REQUEST — Rewrite the entries from the line containing "Task: confirm every instance of the man in" through the line containing "294], [404, 337]]", replacing "seated official" with "seated delegate" and leaving everything else unchanged. Give only that stretch.

>> BEGIN

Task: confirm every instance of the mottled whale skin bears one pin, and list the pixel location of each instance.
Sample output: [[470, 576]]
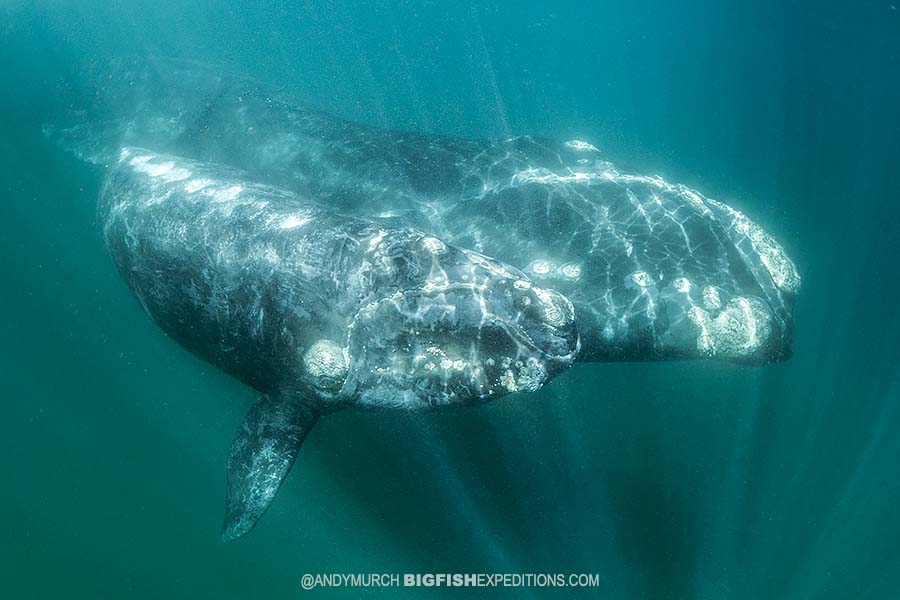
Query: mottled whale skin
[[317, 311], [655, 270]]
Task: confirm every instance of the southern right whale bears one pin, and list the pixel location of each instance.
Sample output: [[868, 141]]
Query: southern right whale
[[319, 312], [655, 270]]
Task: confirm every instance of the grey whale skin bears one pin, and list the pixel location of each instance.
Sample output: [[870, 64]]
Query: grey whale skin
[[655, 270], [319, 312]]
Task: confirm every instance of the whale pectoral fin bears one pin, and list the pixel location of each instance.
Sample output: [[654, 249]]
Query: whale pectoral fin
[[261, 455]]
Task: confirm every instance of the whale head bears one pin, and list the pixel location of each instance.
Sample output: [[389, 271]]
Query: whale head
[[445, 326]]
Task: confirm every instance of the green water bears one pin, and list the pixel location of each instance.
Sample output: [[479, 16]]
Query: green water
[[680, 480]]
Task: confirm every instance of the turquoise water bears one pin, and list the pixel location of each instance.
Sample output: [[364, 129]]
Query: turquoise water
[[679, 480]]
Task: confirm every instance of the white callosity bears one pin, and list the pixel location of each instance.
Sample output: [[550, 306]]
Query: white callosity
[[326, 364], [561, 211], [738, 331], [285, 294], [783, 271]]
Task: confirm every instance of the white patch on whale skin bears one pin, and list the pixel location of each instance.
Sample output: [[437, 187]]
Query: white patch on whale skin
[[642, 278], [711, 299], [166, 171], [434, 245], [682, 284], [195, 185], [571, 271], [540, 267], [557, 309], [773, 257], [326, 363], [742, 327], [292, 222], [581, 146]]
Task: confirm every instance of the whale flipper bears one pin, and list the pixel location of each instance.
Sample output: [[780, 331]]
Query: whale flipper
[[263, 450]]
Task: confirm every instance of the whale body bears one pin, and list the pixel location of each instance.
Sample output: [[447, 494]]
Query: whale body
[[655, 270], [319, 312]]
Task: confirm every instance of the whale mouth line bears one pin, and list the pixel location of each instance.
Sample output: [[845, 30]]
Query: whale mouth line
[[516, 332]]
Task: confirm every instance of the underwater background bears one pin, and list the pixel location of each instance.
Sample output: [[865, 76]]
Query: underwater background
[[670, 480]]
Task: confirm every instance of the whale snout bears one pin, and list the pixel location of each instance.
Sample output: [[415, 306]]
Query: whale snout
[[459, 344], [546, 319]]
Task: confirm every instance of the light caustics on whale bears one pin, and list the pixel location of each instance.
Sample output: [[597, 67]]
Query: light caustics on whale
[[317, 311], [343, 266], [655, 270]]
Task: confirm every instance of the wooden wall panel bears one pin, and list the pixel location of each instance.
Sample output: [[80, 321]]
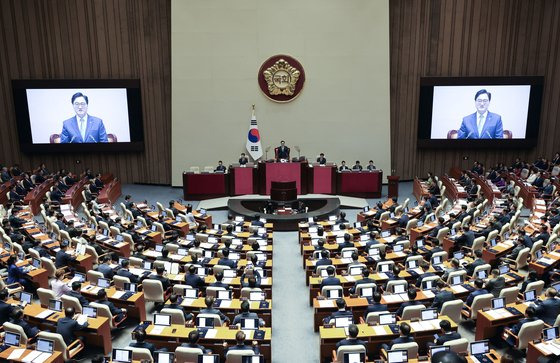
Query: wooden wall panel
[[469, 38], [83, 39]]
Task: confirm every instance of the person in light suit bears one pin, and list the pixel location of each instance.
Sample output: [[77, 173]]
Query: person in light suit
[[482, 124], [82, 128]]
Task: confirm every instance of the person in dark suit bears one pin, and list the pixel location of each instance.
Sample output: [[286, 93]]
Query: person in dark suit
[[209, 302], [549, 309], [124, 272], [76, 286], [331, 279], [442, 296], [17, 318], [116, 312], [240, 344], [282, 151], [5, 308], [446, 333], [82, 128], [67, 326], [165, 283], [63, 258], [530, 315], [496, 283], [192, 279], [404, 337], [482, 124], [140, 337], [173, 304], [352, 338], [340, 313], [412, 294], [478, 283]]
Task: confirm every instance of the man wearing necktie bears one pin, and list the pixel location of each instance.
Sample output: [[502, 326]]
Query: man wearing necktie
[[82, 128], [482, 124]]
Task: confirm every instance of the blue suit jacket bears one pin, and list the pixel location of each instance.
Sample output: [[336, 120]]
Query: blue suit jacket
[[492, 129], [95, 131]]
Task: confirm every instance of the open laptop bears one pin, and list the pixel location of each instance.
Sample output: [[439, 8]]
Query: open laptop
[[479, 348], [122, 355]]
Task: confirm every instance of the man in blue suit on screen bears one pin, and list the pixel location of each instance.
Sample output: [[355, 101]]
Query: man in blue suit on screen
[[482, 124], [82, 128]]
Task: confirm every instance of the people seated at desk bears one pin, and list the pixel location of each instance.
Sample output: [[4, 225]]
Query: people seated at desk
[[548, 309], [68, 326], [116, 312], [209, 302], [140, 341], [496, 283], [246, 314], [404, 337]]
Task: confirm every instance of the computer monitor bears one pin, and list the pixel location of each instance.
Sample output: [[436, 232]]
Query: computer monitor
[[12, 339], [479, 347], [530, 295], [162, 319], [103, 283], [55, 305], [130, 286], [429, 314], [89, 311], [550, 333], [343, 322], [438, 348], [164, 357], [387, 319], [397, 356], [45, 345], [122, 355], [250, 324]]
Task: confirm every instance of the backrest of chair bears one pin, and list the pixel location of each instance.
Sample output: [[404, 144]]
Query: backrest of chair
[[184, 354], [412, 312], [452, 309], [529, 332], [345, 349], [177, 316], [457, 345], [71, 301], [480, 302], [412, 349]]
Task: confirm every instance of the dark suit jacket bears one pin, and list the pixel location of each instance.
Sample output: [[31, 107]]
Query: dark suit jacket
[[66, 327]]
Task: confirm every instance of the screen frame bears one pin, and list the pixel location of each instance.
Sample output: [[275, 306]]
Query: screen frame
[[425, 109], [135, 119]]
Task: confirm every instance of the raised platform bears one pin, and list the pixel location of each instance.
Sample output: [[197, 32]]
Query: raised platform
[[319, 208]]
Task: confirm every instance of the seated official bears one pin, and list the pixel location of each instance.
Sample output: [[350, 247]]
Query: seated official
[[340, 313], [193, 342], [330, 280], [116, 312], [246, 314], [209, 302], [376, 305], [549, 309], [67, 326], [140, 337], [530, 316], [17, 318], [352, 338], [479, 290], [173, 304], [240, 344], [412, 294], [404, 337]]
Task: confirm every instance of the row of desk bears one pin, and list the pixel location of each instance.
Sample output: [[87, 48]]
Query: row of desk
[[257, 179]]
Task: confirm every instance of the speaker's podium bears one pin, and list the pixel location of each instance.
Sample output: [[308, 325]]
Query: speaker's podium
[[283, 191]]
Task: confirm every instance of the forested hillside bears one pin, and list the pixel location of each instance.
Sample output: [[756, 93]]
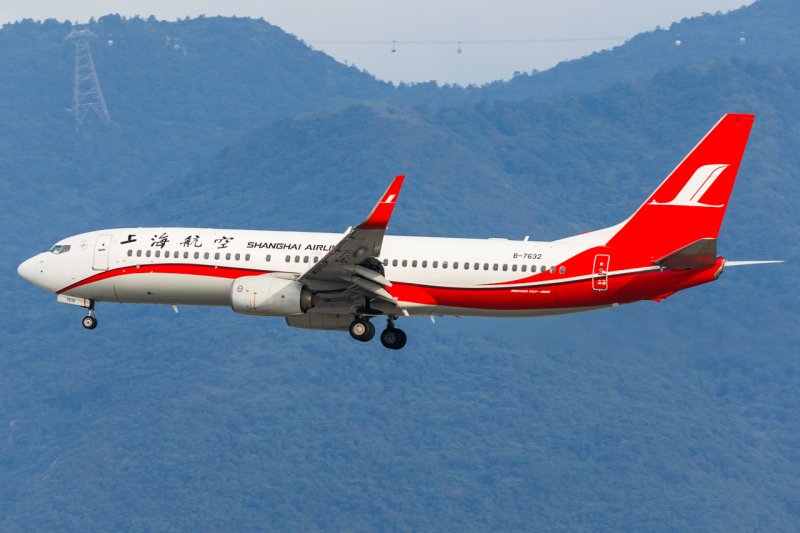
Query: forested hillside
[[178, 92], [674, 416]]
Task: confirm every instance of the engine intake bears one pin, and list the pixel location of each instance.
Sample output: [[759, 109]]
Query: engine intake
[[269, 296]]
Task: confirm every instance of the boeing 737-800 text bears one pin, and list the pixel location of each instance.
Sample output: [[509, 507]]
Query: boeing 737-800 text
[[342, 282]]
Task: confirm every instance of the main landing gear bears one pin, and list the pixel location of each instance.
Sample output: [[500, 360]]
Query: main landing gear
[[90, 320], [363, 330]]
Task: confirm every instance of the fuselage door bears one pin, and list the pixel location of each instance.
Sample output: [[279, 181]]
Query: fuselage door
[[600, 272], [101, 250]]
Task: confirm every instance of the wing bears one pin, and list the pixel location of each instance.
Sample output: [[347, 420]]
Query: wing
[[352, 265]]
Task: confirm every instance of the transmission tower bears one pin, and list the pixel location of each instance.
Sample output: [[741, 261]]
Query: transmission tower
[[86, 94]]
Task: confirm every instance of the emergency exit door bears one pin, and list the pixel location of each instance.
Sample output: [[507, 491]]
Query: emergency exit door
[[600, 272], [101, 248]]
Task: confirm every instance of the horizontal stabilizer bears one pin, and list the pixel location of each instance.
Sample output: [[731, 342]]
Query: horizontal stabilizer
[[700, 253], [742, 263]]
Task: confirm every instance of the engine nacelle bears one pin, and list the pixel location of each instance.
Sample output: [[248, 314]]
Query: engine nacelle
[[323, 321], [269, 296]]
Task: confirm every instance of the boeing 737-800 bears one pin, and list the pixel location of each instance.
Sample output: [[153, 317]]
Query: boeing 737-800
[[331, 281]]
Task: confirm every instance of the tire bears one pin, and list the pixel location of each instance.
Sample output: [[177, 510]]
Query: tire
[[362, 330], [393, 338]]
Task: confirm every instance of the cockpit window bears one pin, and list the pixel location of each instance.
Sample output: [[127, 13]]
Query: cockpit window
[[59, 249]]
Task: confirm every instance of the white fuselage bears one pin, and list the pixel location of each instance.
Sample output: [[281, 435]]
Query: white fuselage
[[188, 266]]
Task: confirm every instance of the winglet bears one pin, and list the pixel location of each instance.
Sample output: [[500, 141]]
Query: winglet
[[380, 215]]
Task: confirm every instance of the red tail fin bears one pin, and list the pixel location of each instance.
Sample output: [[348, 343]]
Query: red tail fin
[[690, 204]]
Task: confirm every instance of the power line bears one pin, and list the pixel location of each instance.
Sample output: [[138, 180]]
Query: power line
[[480, 41]]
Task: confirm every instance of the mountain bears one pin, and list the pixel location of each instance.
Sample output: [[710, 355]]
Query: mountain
[[764, 30], [178, 92], [680, 415]]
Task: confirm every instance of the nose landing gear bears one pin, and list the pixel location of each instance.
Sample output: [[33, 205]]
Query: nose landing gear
[[90, 320]]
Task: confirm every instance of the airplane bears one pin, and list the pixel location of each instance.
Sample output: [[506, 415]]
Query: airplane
[[328, 281]]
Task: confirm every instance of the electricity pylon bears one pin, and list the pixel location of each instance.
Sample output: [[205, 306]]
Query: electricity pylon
[[86, 94]]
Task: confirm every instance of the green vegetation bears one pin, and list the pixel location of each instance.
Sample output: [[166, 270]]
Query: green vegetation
[[681, 415]]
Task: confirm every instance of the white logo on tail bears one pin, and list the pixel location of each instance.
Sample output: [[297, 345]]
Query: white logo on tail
[[697, 186]]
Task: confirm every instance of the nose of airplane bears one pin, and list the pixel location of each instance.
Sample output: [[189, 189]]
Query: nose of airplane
[[28, 270]]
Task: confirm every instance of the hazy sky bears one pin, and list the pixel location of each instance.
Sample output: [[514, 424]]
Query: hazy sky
[[418, 20]]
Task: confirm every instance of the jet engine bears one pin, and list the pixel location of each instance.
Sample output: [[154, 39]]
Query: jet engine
[[269, 296]]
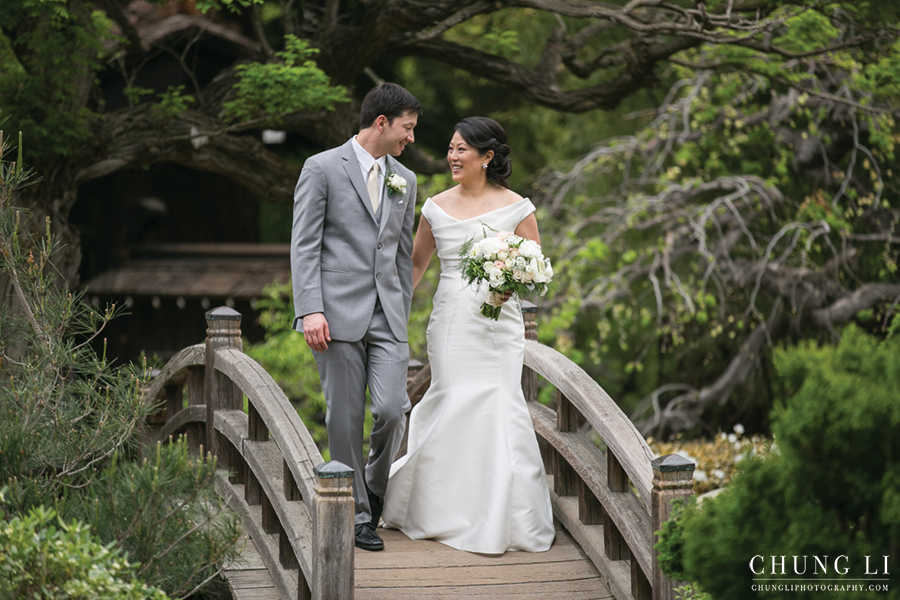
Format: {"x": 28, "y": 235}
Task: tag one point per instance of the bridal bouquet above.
{"x": 507, "y": 263}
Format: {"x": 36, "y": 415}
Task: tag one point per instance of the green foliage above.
{"x": 70, "y": 425}
{"x": 40, "y": 64}
{"x": 286, "y": 357}
{"x": 163, "y": 513}
{"x": 275, "y": 89}
{"x": 46, "y": 557}
{"x": 173, "y": 101}
{"x": 834, "y": 489}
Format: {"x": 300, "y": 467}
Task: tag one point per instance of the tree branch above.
{"x": 135, "y": 138}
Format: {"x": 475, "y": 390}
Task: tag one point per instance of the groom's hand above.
{"x": 315, "y": 331}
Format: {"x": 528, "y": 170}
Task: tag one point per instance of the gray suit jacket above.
{"x": 341, "y": 257}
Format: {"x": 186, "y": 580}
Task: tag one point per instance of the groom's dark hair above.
{"x": 390, "y": 100}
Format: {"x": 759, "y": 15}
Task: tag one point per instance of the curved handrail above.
{"x": 175, "y": 370}
{"x": 297, "y": 447}
{"x": 603, "y": 414}
{"x": 307, "y": 502}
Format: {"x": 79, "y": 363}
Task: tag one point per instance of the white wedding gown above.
{"x": 472, "y": 477}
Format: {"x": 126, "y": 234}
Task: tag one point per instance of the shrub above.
{"x": 834, "y": 488}
{"x": 45, "y": 557}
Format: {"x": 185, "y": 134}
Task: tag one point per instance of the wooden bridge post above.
{"x": 223, "y": 332}
{"x": 333, "y": 535}
{"x": 529, "y": 377}
{"x": 672, "y": 479}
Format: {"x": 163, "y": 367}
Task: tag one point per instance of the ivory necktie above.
{"x": 372, "y": 186}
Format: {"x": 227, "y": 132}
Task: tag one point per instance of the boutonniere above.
{"x": 395, "y": 184}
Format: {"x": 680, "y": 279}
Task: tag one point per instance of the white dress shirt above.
{"x": 365, "y": 161}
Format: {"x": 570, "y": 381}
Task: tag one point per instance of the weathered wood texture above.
{"x": 590, "y": 467}
{"x": 274, "y": 409}
{"x": 299, "y": 511}
{"x": 248, "y": 577}
{"x": 672, "y": 480}
{"x": 603, "y": 414}
{"x": 407, "y": 570}
{"x": 223, "y": 331}
{"x": 333, "y": 541}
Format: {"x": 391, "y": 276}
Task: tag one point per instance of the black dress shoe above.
{"x": 366, "y": 538}
{"x": 376, "y": 506}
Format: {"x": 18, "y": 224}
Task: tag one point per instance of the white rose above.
{"x": 548, "y": 270}
{"x": 530, "y": 249}
{"x": 397, "y": 182}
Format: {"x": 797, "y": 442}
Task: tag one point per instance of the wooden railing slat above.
{"x": 589, "y": 463}
{"x": 284, "y": 424}
{"x": 176, "y": 369}
{"x": 603, "y": 414}
{"x": 265, "y": 460}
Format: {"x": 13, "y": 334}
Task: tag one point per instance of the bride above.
{"x": 472, "y": 477}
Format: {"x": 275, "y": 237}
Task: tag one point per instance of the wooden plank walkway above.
{"x": 407, "y": 570}
{"x": 425, "y": 569}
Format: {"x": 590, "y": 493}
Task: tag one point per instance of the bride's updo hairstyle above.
{"x": 485, "y": 134}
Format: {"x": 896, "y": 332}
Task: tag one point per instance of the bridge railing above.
{"x": 611, "y": 502}
{"x": 296, "y": 508}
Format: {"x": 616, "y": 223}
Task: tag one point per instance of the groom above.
{"x": 351, "y": 264}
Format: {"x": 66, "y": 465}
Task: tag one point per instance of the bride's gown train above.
{"x": 473, "y": 476}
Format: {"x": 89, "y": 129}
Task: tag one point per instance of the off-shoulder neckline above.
{"x": 476, "y": 216}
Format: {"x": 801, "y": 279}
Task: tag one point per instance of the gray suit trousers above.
{"x": 380, "y": 362}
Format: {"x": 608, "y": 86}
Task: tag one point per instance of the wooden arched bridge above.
{"x": 298, "y": 510}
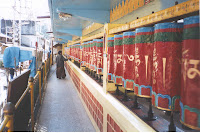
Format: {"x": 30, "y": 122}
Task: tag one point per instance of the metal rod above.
{"x": 22, "y": 97}
{"x": 4, "y": 123}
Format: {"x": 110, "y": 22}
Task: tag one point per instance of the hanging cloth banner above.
{"x": 87, "y": 55}
{"x": 94, "y": 47}
{"x": 117, "y": 59}
{"x": 99, "y": 45}
{"x": 77, "y": 51}
{"x": 110, "y": 65}
{"x": 143, "y": 61}
{"x": 10, "y": 54}
{"x": 91, "y": 54}
{"x": 167, "y": 65}
{"x": 128, "y": 60}
{"x": 190, "y": 83}
{"x": 83, "y": 63}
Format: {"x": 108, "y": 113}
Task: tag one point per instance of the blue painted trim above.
{"x": 111, "y": 75}
{"x": 118, "y": 77}
{"x": 146, "y": 87}
{"x": 182, "y": 112}
{"x": 136, "y": 85}
{"x": 118, "y": 36}
{"x": 85, "y": 43}
{"x": 98, "y": 16}
{"x": 99, "y": 40}
{"x": 191, "y": 20}
{"x": 99, "y": 69}
{"x": 71, "y": 31}
{"x": 184, "y": 107}
{"x": 168, "y": 25}
{"x": 130, "y": 33}
{"x": 82, "y": 62}
{"x": 155, "y": 95}
{"x": 164, "y": 96}
{"x": 128, "y": 80}
{"x": 111, "y": 38}
{"x": 144, "y": 29}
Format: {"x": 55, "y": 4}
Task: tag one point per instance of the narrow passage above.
{"x": 62, "y": 110}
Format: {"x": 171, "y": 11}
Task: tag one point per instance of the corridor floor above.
{"x": 62, "y": 110}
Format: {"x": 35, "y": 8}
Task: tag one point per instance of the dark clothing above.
{"x": 60, "y": 70}
{"x": 12, "y": 71}
{"x": 60, "y": 61}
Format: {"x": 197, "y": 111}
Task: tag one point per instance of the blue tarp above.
{"x": 10, "y": 54}
{"x": 25, "y": 55}
{"x": 21, "y": 55}
{"x": 32, "y": 67}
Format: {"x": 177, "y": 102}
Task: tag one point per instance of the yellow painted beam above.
{"x": 100, "y": 35}
{"x": 91, "y": 28}
{"x": 172, "y": 12}
{"x": 184, "y": 8}
{"x": 121, "y": 28}
{"x": 75, "y": 38}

>> END

REPLY —
Task: confirm every instance of the man in blue suit on screen bears one pin, and list the pixel location of each instance.
Sample output: [[355, 101]]
Query: man in blue suit on screen
[[482, 124], [82, 128]]
Task: confirm every instance of the people seated at desk bears one pin, and list the pixel location of each instance.
Sample output: [[4, 225]]
Query: people seated at desk
[[548, 309], [68, 326], [116, 312], [209, 302], [140, 341], [496, 283], [246, 314], [404, 337]]
Task: confirm every instance of the computer monitor bears one pin, and list the pixel location of each instance.
Sample output: [[436, 232]]
Query: computer monitor
[[12, 339], [479, 347], [530, 295], [162, 319], [103, 283], [55, 305], [130, 286], [429, 314], [89, 311], [550, 333], [343, 322], [438, 348], [164, 357], [387, 319], [397, 356], [45, 345], [122, 355], [250, 324]]
Task: confirm every instance of the backrest of chair bears one pin, and list the pixel location of each instance.
Sample output: [[404, 144]]
Query: backrest of chair
[[184, 354], [412, 312], [452, 309], [529, 332], [345, 349], [177, 316], [457, 345], [71, 301], [480, 302], [412, 349]]
Task: confirm every instance of the dark suit jacket bears one pin, and list the pixel location of each instance.
Sample output: [[31, 107]]
Query: dark suit jacket
[[66, 327]]
Task: confirm every instance of the screen frame bears one pin, and list the pixel location of each instance.
Sample output: [[275, 306]]
Query: screen frame
[[425, 109], [135, 119]]
Task: confirm every instance of the raised platform bears one pin, and list the pixel location of each instance.
Sample output: [[197, 32]]
Query: raised platform
[[319, 208]]
Task: confirm every instance of the seated delegate bears one pin, and list the pixel location of each instance.
Sample output: [[350, 247]]
Query: seated delegate
[[340, 313], [193, 342], [330, 280], [116, 312], [246, 314], [209, 302], [376, 305], [549, 309], [67, 326], [140, 337], [530, 316], [17, 318], [352, 338], [479, 290], [173, 304], [240, 344], [412, 294], [404, 337]]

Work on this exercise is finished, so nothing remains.